As we survey the intellectual scene today, what appears perhaps most disconcerting is the spectacle of the modern Western university. There is nothing sacrosanct per se about the university which, like any human institution, can profane its founding principles and grow corrupt and oppressive. The German universities of the 1930s, for example, despite their long tradition of rigorous scholarship, were by no means citadels of informed thought and genuine research, but outright propaganda factories, preparing students’ minds for the absurd theories of National Socialism, the restriction of free expression, and the absorption of sundry false doctrines.
The university may as easily become an engine of indoctrination as a generator of intellectual vitality or a transmitter of knowledge. Here we must remain skeptical of slogans and professed ideals, for the principle of “academic freedom” can be misused as a cover for illiberal thought and slavish conformity to a ruling ideology.
In a 1965 essay entitled “Repressive Tolerance,” Herbert Marcuse inspired a generation of teachers and students to embrace this principle of epistemic subversion. “The restoration of freedom of thought,” he argued, “may necessitate new and rigid restrictions on teachings and practices in the educational institutions which, by their very methods and concepts, serve to enclose the mind within the established universe of discourse and behavior.” Translation: in the name of “freedom of thought” and under the rubric of “academic freedom,” independent judgment is closed off and critical reflection emasculated, making the university safe for ideologues and spin doctors. By “restrictions,” of course, Marcuse was thinking selectively — he meant imposing a moratorium on conservative thought and teaching. Leftist and socialist doctrines were given carte blanche.

§ Given data:
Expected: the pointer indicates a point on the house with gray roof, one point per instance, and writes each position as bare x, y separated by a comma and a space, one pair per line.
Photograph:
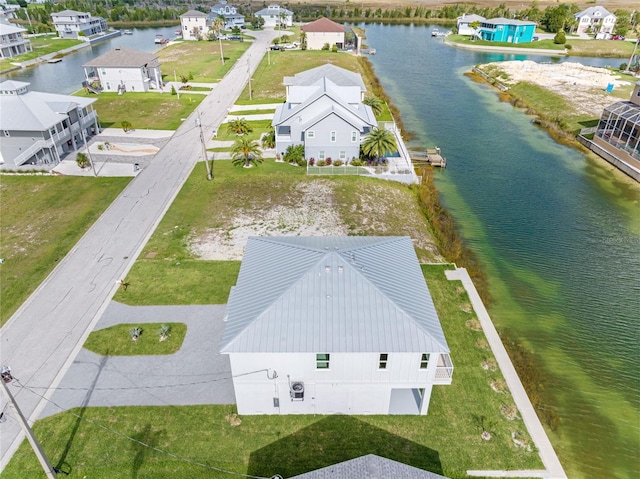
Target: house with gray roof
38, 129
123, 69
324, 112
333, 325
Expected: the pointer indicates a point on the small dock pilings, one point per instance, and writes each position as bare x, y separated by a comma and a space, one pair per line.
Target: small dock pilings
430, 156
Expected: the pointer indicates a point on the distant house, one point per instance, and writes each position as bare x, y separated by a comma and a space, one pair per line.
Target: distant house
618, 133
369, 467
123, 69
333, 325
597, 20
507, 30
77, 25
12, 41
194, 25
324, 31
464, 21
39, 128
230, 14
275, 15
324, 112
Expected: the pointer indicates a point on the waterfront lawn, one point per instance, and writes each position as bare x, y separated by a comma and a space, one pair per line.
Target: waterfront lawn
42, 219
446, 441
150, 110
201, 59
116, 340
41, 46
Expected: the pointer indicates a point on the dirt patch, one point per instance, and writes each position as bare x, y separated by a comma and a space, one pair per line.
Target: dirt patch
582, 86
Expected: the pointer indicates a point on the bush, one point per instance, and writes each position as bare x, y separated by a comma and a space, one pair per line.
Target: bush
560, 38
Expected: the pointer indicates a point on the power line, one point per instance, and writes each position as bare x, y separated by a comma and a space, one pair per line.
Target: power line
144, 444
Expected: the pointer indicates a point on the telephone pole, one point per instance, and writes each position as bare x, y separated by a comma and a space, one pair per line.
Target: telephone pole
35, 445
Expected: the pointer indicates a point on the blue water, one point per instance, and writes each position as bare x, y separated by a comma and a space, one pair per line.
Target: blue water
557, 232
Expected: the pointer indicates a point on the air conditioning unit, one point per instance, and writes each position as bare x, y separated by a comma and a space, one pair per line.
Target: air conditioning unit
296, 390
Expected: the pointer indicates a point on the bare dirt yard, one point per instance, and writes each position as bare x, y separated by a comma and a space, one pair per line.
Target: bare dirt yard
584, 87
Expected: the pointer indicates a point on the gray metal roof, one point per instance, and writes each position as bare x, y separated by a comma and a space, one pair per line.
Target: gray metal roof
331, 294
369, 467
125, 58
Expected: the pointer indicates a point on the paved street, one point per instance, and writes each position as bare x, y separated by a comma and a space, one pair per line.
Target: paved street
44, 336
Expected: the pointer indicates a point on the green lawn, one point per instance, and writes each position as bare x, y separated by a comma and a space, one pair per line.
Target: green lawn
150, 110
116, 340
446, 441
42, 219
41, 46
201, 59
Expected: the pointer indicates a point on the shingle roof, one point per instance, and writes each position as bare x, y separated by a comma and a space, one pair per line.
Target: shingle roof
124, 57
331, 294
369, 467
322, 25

§ Problem to work on:
Repeat the passage on the modern university in full, word for word. The rows come from a source separate from the passage on the modern university.

§ Full solution:
As we survey the intellectual scene today, what appears perhaps most disconcerting is the spectacle of the modern Western university. There is nothing sacrosanct per se about the university which, like any human institution, can profane its founding principles and grow corrupt and oppressive. The German universities of the 1930s, for example, despite their long tradition of rigorous scholarship, were by no means citadels of informed thought and genuine research, but outright propaganda factories, preparing students’ minds for the absurd theories of National Socialism, the restriction of free expression, and the absorption of sundry false doctrines.
The university may as easily become an engine of indoctrination as a generator of intellectual vitality or a transmitter of knowledge. Here we must remain skeptical of slogans and professed ideals, for the principle of “academic freedom” can be misused as a cover for illiberal thought and slavish conformity to a ruling ideology.
In a 1965 essay entitled “Repressive Tolerance,” Herbert Marcuse inspired a generation of teachers and students to embrace this principle of epistemic subversion. “The restoration of freedom of thought,” he argued, “may necessitate new and rigid restrictions on teachings and practices in the educational institutions which, by their very methods and concepts, serve to enclose the mind within the established universe of discourse and behavior.” Translation: in the name of “freedom of thought” and under the rubric of “academic freedom,” independent judgment is closed off and critical reflection emasculated, making the university safe for ideologues and spin doctors. By “restrictions,” of course, Marcuse was thinking selectively — he meant imposing a moratorium on conservative thought and teaching. Leftist and socialist doctrines were given carte blanche.